Set exercise » Rewrite the stretch from the row containing "The function MUST return, for every instance of the bare" through the end of the rows, keeping every request line, and scale each point coordinate in the answers by 0.3, rounding to whole numbers with halves rounded up. Leave the numbers in the requests and their format samples unchanged.

## Start

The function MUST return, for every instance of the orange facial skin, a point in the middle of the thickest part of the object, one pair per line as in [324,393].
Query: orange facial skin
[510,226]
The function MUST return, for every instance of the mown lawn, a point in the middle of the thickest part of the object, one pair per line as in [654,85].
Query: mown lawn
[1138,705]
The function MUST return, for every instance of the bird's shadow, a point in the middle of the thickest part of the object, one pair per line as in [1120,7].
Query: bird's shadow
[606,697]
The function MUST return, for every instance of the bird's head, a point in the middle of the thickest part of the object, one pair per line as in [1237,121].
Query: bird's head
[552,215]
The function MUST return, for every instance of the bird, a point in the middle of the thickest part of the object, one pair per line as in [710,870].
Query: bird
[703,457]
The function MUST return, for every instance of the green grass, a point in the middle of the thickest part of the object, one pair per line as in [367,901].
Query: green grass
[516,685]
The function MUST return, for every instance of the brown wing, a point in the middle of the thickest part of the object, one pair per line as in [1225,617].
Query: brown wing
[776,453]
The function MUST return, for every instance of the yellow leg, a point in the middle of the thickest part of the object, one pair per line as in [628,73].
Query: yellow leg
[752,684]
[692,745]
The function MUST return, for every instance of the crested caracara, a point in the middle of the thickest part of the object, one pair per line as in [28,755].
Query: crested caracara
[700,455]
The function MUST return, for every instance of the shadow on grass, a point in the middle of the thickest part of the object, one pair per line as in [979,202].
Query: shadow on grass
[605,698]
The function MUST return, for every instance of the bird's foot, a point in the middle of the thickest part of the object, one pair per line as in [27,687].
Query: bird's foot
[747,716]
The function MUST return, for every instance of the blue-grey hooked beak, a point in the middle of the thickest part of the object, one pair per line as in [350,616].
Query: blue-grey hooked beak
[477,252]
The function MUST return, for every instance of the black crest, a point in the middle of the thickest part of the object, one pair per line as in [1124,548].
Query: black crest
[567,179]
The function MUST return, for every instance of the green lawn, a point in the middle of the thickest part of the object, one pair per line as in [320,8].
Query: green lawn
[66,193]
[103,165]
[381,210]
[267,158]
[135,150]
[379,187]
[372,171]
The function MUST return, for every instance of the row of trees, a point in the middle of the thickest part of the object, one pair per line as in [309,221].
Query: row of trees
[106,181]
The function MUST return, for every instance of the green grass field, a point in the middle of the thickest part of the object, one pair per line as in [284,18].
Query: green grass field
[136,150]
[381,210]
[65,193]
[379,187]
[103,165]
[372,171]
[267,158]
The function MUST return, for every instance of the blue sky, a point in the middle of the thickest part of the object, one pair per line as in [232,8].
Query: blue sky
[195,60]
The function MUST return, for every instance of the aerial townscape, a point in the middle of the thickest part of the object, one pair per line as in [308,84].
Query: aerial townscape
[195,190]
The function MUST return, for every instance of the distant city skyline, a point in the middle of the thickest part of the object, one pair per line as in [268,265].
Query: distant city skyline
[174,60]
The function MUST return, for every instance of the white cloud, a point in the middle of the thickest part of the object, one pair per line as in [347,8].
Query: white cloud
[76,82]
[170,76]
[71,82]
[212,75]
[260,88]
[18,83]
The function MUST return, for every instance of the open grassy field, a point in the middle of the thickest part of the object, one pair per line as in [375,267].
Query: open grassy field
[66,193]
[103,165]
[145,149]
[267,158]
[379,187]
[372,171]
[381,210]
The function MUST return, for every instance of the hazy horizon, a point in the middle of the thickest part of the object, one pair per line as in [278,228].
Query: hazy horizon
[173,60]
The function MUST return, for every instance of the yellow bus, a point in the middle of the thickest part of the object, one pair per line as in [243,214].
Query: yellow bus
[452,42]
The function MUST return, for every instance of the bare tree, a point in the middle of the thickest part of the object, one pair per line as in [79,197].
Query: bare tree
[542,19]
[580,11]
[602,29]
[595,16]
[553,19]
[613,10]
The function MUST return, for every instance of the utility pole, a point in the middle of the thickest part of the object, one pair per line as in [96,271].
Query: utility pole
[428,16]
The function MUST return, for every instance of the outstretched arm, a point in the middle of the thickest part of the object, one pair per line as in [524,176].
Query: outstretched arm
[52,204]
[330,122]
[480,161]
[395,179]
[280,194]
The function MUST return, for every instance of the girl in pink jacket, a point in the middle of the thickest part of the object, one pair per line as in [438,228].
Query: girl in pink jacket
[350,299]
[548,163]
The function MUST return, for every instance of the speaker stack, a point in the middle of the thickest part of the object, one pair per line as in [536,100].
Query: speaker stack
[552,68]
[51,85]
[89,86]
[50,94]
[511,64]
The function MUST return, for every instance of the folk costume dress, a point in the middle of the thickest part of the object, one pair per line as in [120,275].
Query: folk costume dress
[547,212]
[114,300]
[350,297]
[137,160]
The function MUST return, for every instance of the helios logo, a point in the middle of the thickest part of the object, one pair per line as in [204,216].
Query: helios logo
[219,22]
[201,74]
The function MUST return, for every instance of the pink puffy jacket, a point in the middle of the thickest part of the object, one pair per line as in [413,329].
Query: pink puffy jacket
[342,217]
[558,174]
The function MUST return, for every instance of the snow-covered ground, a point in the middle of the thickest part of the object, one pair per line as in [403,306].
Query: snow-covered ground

## End

Exercise response »
The function MUST return, for every instance of the bare tree, a point in the middle of the thickest part of the object, one pair per line as in [79,197].
Query: bare tree
[163,6]
[174,3]
[181,9]
[179,5]
[166,6]
[184,3]
The function MUST return, for every instance of the utility pole, a point in the middle of the thickest part of the object, one pair per line as in [96,271].
Query: utility pole
[128,5]
The function MUST return, for every instance of the outstretched arm, a point in the middle of the thickest part of the object, one pair per line as in [524,176].
Query: outstretched arm
[16,61]
[99,37]
[144,48]
[119,54]
[84,58]
The function MUST return, for every instance of the girl in pink jacket, a point in the middle of the thickest part of the object, one pair per line as in [438,228].
Query: girl in pink jacket
[105,90]
[164,49]
The function MUST return, for every instance of the speaker stack, a point in the middle of the thickest part of the object, one pair per line as in [536,100].
Query: speaker stack
[166,20]
[15,26]
[27,26]
[15,28]
[153,19]
The function MUST return, for every instance of the folk costume dress, a point in the middle of the thickest part of the object, one pair per line as in [120,275].
Query: folk costume dress
[164,64]
[34,90]
[105,89]
[41,48]
The function MUST return, for every instance of the helios logo, a point in the middle of the thickest part of the object, one pair per line as in [204,216].
Query: helios logo
[66,7]
[60,22]
The function MUST return, for every instance of the pink puffy jacket, a point in the middle of the thickest part of the object, one pair per line as in [413,329].
Query: pink puffy jacket
[103,65]
[167,52]
The function MUST return, for every instance of the snow-covered ground, a point in the middle of the thickest part of the object, one pair per line as in [403,306].
Query: snow-covered ground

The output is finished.